#### MATERIAL PROVIDED ####

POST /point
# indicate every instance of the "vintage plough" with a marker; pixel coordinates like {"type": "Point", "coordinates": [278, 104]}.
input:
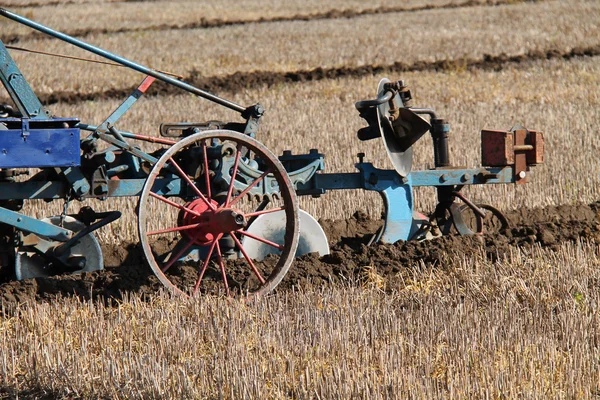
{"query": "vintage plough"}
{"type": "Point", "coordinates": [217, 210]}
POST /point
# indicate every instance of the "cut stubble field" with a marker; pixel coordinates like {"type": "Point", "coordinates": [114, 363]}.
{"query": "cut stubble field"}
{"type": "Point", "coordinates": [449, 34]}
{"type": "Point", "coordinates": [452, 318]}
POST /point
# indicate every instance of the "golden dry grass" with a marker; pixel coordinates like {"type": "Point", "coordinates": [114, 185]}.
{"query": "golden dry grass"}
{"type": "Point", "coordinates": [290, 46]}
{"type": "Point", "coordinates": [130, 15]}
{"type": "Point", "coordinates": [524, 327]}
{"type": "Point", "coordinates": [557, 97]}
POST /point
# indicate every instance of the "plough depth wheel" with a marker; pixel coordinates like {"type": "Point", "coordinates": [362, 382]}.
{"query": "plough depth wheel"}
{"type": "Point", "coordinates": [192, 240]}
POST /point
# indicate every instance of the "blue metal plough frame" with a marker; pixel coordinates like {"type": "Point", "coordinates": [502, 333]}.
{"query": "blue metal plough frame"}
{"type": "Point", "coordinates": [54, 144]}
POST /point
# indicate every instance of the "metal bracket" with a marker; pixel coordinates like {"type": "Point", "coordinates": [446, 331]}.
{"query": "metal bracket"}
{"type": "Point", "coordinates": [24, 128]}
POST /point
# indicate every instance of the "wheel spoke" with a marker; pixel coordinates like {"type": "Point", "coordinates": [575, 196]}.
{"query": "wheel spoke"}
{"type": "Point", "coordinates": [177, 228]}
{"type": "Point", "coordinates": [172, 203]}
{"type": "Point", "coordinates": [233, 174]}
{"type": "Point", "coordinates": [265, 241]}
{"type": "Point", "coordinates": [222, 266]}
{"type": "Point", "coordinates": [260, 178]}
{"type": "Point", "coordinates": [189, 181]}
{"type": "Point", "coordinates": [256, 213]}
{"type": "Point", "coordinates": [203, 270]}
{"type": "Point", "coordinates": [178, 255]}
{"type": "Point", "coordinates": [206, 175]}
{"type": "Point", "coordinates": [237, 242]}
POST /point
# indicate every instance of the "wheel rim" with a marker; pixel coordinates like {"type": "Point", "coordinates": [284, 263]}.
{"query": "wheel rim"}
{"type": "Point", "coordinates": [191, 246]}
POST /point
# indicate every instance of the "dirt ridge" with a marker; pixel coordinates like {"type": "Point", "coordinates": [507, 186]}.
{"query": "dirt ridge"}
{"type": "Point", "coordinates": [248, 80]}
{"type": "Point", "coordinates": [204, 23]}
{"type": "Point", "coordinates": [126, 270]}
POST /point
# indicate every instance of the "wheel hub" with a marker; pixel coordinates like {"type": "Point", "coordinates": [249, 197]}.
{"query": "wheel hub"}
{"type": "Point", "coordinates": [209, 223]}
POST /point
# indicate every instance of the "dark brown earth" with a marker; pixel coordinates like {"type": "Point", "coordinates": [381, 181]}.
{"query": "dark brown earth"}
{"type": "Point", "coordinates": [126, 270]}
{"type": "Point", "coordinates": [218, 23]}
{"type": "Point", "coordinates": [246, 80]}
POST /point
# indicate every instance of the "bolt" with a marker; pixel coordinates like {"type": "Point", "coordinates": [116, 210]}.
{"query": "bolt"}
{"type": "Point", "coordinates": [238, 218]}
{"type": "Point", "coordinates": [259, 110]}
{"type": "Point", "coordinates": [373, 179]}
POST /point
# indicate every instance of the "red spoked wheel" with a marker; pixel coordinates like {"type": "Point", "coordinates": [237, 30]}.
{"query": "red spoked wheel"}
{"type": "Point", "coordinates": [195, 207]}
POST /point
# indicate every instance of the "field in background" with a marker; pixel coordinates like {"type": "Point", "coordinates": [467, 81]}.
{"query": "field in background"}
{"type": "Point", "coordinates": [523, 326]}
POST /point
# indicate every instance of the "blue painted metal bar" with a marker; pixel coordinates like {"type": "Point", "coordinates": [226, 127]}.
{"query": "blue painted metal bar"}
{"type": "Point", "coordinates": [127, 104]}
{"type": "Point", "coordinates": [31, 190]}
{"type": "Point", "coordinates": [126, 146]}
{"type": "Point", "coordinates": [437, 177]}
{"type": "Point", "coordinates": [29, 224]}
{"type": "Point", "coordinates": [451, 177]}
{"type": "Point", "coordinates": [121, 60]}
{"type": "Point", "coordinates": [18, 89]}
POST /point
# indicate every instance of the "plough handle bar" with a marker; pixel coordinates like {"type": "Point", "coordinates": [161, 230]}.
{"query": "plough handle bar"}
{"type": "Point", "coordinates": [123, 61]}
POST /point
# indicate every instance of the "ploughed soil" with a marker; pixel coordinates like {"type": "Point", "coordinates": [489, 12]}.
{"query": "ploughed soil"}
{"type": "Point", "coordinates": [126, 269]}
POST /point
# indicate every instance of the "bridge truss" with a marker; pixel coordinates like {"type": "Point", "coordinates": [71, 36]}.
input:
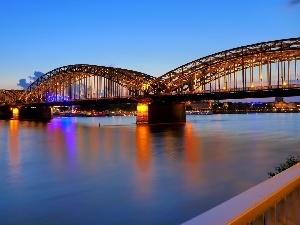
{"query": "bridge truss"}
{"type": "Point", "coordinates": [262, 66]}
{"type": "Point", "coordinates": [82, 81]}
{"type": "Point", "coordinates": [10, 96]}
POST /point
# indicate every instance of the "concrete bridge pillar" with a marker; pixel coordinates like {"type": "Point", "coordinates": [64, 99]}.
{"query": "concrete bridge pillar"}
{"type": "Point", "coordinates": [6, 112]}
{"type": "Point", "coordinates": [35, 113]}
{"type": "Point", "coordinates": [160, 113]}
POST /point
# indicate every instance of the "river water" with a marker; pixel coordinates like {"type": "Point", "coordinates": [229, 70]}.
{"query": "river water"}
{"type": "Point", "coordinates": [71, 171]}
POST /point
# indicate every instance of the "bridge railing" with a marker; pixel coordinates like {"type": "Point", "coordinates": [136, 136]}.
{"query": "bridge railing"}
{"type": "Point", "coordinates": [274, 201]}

####

[WHAT IS ASKED]
All records should be output exactly, with the pictures left out.

[CORRECT OUTPUT]
POST /point
# indicate every instance of the "vintage plough" with a marker; pixel coordinates like {"type": "Point", "coordinates": [278, 104]}.
input:
{"query": "vintage plough"}
{"type": "Point", "coordinates": [217, 210]}
POST /point
# indicate every instance of the "cut stubble field" with a marker; pixel coordinates like {"type": "Point", "coordinates": [114, 363]}.
{"query": "cut stubble field"}
{"type": "Point", "coordinates": [449, 34]}
{"type": "Point", "coordinates": [452, 318]}
POST /point
# indicate every instance of the "golden dry grass" with a marker; pixel coordinates like {"type": "Point", "coordinates": [114, 185]}.
{"query": "golden dry grass"}
{"type": "Point", "coordinates": [290, 46]}
{"type": "Point", "coordinates": [130, 15]}
{"type": "Point", "coordinates": [524, 327]}
{"type": "Point", "coordinates": [557, 97]}
POST /point
# indicate every instance of the "plough depth wheel" with a marker; pixel coordinates like {"type": "Point", "coordinates": [362, 382]}.
{"query": "plough depth wheel"}
{"type": "Point", "coordinates": [192, 240]}
POST /point
# indicate every instance of the "blue metal plough frame" with a marker; pixel coordinates like {"type": "Point", "coordinates": [502, 333]}.
{"query": "blue metal plough frame"}
{"type": "Point", "coordinates": [54, 144]}
POST /point
# indicate every instance of the "metal bracket" with a marker; pixel coordinates like {"type": "Point", "coordinates": [446, 331]}.
{"query": "metal bracket"}
{"type": "Point", "coordinates": [24, 128]}
POST /point
# indicate every instance of the "wheel spoke" with a marker; pixel coordinates like {"type": "Point", "coordinates": [575, 196]}.
{"query": "wheel spoke"}
{"type": "Point", "coordinates": [177, 228]}
{"type": "Point", "coordinates": [172, 203]}
{"type": "Point", "coordinates": [233, 174]}
{"type": "Point", "coordinates": [265, 241]}
{"type": "Point", "coordinates": [222, 266]}
{"type": "Point", "coordinates": [260, 178]}
{"type": "Point", "coordinates": [189, 181]}
{"type": "Point", "coordinates": [256, 213]}
{"type": "Point", "coordinates": [203, 270]}
{"type": "Point", "coordinates": [178, 255]}
{"type": "Point", "coordinates": [206, 175]}
{"type": "Point", "coordinates": [237, 242]}
POST /point
# indicate every instance of the "wheel rim" with a marker; pixel coordinates like {"type": "Point", "coordinates": [284, 263]}.
{"query": "wheel rim"}
{"type": "Point", "coordinates": [191, 246]}
POST /point
# indicate every instance of the "dirt ridge" with a marker; pixel coordinates like {"type": "Point", "coordinates": [507, 186]}.
{"query": "dirt ridge"}
{"type": "Point", "coordinates": [248, 80]}
{"type": "Point", "coordinates": [204, 23]}
{"type": "Point", "coordinates": [126, 270]}
POST /point
# indicate every instance of the "wheel hub" with a marker; pixel coordinates like {"type": "Point", "coordinates": [249, 197]}.
{"query": "wheel hub"}
{"type": "Point", "coordinates": [209, 223]}
POST /point
# indicate every instance of the "dark brown earth" with a marker; pixel coordinates like {"type": "Point", "coordinates": [381, 181]}.
{"query": "dark brown earth"}
{"type": "Point", "coordinates": [126, 270]}
{"type": "Point", "coordinates": [218, 23]}
{"type": "Point", "coordinates": [246, 80]}
POST /point
# indicate every instance of the "bolt" with a marker; pixel coordinates like {"type": "Point", "coordinates": [116, 210]}.
{"query": "bolt"}
{"type": "Point", "coordinates": [238, 218]}
{"type": "Point", "coordinates": [259, 110]}
{"type": "Point", "coordinates": [373, 179]}
POST /point
# indicate every instance of the "red spoked wheel" with a marker; pixel coordinates like {"type": "Point", "coordinates": [237, 30]}.
{"query": "red spoked wheel"}
{"type": "Point", "coordinates": [195, 207]}
POST /point
# indicate every instance of the "field in background" with a marker; pixel coordinates like {"type": "Point", "coordinates": [467, 81]}.
{"query": "field in background"}
{"type": "Point", "coordinates": [523, 326]}
POST /point
# indicate every instance of the "blue painted metal bar" with a marker; pixel coordinates like {"type": "Point", "coordinates": [226, 127]}.
{"query": "blue painted metal bar"}
{"type": "Point", "coordinates": [127, 104]}
{"type": "Point", "coordinates": [31, 190]}
{"type": "Point", "coordinates": [126, 146]}
{"type": "Point", "coordinates": [437, 177]}
{"type": "Point", "coordinates": [29, 224]}
{"type": "Point", "coordinates": [451, 177]}
{"type": "Point", "coordinates": [121, 60]}
{"type": "Point", "coordinates": [18, 89]}
POST /point
# indicate every instance of the "plough handle bar" with a marker; pixel coordinates like {"type": "Point", "coordinates": [161, 230]}.
{"query": "plough handle bar"}
{"type": "Point", "coordinates": [123, 61]}
POST /point
# indicate every instance of the "ploughed soil" with a marker; pixel coordinates like {"type": "Point", "coordinates": [489, 12]}.
{"query": "ploughed soil"}
{"type": "Point", "coordinates": [126, 269]}
POST /point
# indicate every instance of the "bridge truss" with a marker; pixel coordinates like {"type": "Point", "coordinates": [71, 36]}.
input:
{"query": "bridge truss"}
{"type": "Point", "coordinates": [262, 66]}
{"type": "Point", "coordinates": [82, 81]}
{"type": "Point", "coordinates": [10, 96]}
POST /point
# indicate every instance of the "concrete bridge pillar" with a marker; pixel coordinates like {"type": "Point", "coordinates": [64, 99]}.
{"query": "concrete bridge pillar"}
{"type": "Point", "coordinates": [6, 112]}
{"type": "Point", "coordinates": [35, 113]}
{"type": "Point", "coordinates": [160, 113]}
POST /point
# indicate every instance of the "river water" with a marker; pixel coordinates like {"type": "Point", "coordinates": [229, 70]}.
{"query": "river water"}
{"type": "Point", "coordinates": [71, 171]}
POST /point
# indicate every instance of the "bridge railing" with a marker; pixel coordinates like {"type": "Point", "coordinates": [136, 136]}.
{"query": "bridge railing"}
{"type": "Point", "coordinates": [274, 201]}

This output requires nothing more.